▶ _Exercise objective_
Can you extract from the data below, unchanged and with nothing else, the lines from the one with "Task: tag the cabinet drawer" up to and including the one with "x=228, y=357"?

▶ _Records for the task_
────────────────────
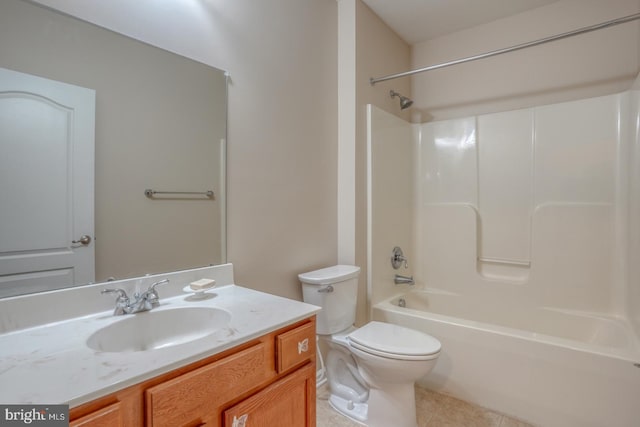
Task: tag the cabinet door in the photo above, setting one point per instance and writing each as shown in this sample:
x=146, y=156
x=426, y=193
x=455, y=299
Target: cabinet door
x=289, y=402
x=111, y=416
x=195, y=398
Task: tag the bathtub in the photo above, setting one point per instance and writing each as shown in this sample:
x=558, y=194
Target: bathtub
x=549, y=367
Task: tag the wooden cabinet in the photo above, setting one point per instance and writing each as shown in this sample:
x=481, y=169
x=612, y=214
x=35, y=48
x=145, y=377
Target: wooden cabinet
x=289, y=402
x=269, y=381
x=109, y=416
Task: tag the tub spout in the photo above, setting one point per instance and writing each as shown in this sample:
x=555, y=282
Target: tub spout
x=403, y=280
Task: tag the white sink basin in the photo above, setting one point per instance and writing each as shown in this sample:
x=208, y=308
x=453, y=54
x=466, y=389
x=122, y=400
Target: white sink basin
x=151, y=330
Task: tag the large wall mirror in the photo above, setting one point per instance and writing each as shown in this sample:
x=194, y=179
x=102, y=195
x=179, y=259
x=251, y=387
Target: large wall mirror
x=159, y=123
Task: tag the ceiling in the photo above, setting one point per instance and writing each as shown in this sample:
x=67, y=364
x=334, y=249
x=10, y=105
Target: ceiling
x=419, y=20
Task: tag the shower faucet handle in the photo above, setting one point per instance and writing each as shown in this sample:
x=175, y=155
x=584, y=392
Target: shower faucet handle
x=397, y=258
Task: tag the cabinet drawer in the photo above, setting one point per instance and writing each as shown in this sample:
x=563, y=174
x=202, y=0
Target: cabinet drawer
x=194, y=398
x=295, y=346
x=110, y=416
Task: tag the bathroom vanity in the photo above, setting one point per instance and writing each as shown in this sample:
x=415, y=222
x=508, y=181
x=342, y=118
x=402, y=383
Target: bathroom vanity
x=269, y=380
x=228, y=357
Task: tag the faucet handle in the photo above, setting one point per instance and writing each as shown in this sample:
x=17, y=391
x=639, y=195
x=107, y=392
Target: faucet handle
x=152, y=287
x=152, y=295
x=122, y=302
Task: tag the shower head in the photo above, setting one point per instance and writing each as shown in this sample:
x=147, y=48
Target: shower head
x=404, y=101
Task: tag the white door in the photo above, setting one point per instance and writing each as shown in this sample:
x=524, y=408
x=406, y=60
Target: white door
x=46, y=184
────────────────────
▶ _Solved exercise_
Task: tag the cabinet drawer in the photo above, setting one point per instance and writing each as shown in this sample:
x=563, y=174
x=202, y=0
Target: cabinet drawer
x=194, y=398
x=295, y=346
x=110, y=416
Task: tag the bathroom vanity in the photo above, setting one point per instance and writing each as shown in this sample:
x=415, y=222
x=508, y=181
x=342, y=118
x=402, y=383
Target: bathroom vanity
x=269, y=380
x=228, y=357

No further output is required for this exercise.